--- Begin Data extract ---

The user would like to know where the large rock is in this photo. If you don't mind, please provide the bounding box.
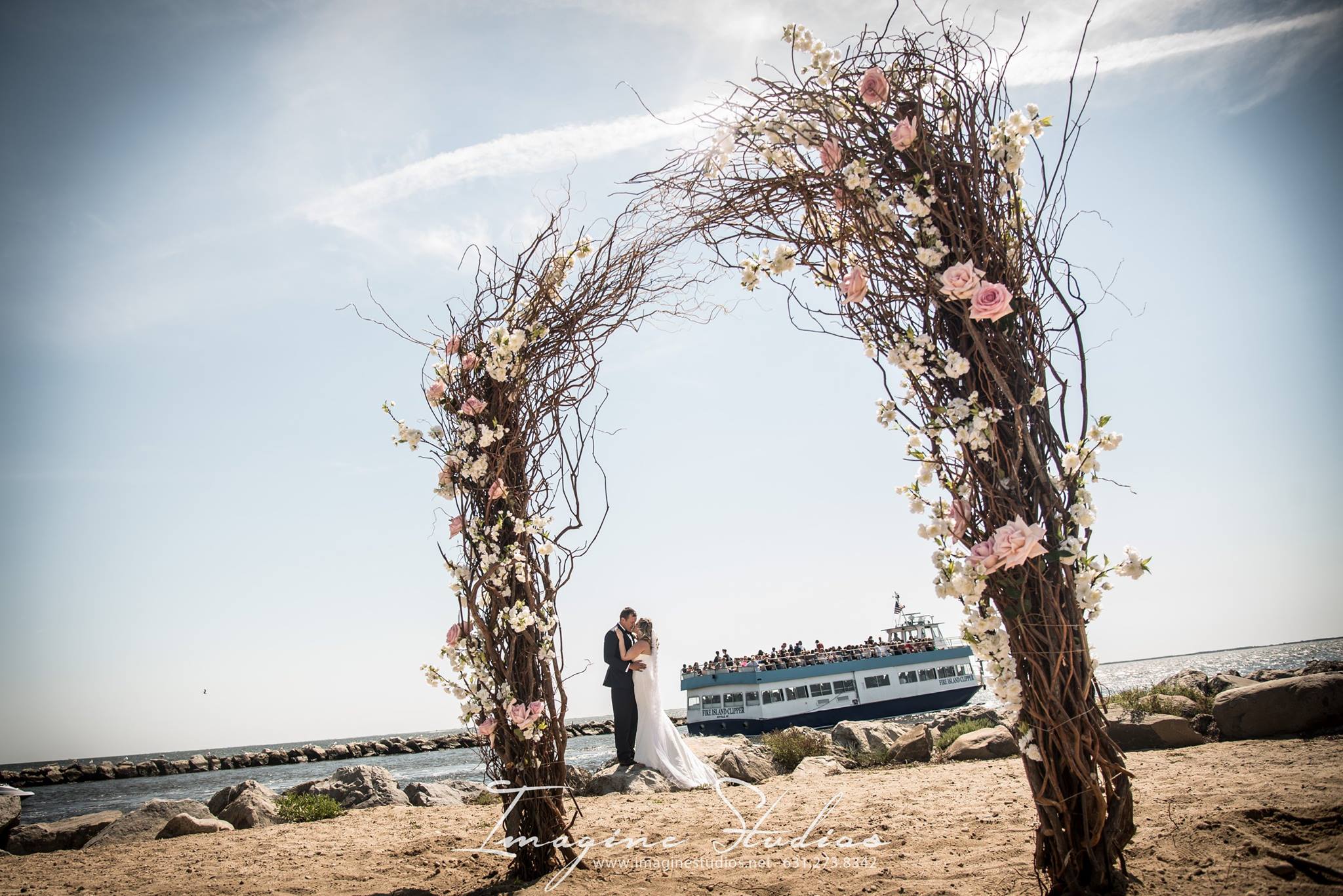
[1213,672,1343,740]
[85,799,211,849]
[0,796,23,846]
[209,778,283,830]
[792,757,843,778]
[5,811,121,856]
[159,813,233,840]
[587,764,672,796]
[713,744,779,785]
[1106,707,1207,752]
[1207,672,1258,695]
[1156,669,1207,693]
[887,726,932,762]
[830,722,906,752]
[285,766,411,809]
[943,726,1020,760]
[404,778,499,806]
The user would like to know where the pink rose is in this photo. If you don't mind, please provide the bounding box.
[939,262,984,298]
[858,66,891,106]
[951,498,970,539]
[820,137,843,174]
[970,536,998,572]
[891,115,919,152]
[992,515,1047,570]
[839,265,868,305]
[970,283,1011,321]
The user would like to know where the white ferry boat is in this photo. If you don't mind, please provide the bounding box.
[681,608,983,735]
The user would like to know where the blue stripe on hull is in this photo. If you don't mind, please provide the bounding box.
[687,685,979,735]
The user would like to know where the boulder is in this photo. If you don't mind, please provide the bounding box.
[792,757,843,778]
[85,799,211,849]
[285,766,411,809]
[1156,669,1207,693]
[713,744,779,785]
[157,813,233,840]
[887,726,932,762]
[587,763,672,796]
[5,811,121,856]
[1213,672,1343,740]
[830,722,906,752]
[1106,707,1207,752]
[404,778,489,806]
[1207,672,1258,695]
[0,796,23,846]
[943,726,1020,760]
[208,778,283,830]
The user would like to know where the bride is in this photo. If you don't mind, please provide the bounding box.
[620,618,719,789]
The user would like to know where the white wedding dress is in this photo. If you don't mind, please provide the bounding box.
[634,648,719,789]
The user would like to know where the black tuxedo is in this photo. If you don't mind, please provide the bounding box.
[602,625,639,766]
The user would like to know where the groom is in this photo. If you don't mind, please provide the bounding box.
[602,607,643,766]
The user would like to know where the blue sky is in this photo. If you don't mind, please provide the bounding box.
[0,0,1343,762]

--- End Data extract ---

Objective: Return everything from the start of the material down to the line containing "[687,685,979,735]", word for word. Leave the pictures out.

Result of the exercise:
The user would like to know where the large rock is in this photo. If you don't mind, please provide the bounding box.
[1213,672,1343,740]
[85,799,211,849]
[0,796,23,846]
[209,778,283,830]
[792,757,843,778]
[5,811,121,856]
[159,813,233,840]
[587,764,672,796]
[713,744,779,785]
[1106,707,1207,752]
[1207,672,1258,695]
[1156,669,1207,693]
[887,726,932,762]
[830,722,906,752]
[285,766,411,809]
[943,726,1020,760]
[404,778,499,806]
The user would like to know where the pink rose is in this photo. If you don't mind, please provide the bounding box.
[939,262,984,298]
[858,66,891,106]
[951,498,970,539]
[820,137,843,174]
[970,536,998,572]
[891,115,919,152]
[992,515,1047,570]
[839,265,868,305]
[970,283,1011,321]
The user would like to know where the white ferry boat is in this photo. If you don't mind, please provide the bounding box.
[681,608,983,735]
The user would like to know where the blue stripe on hull is in this photo. If you don't mind, please provide the bounding box.
[687,685,979,735]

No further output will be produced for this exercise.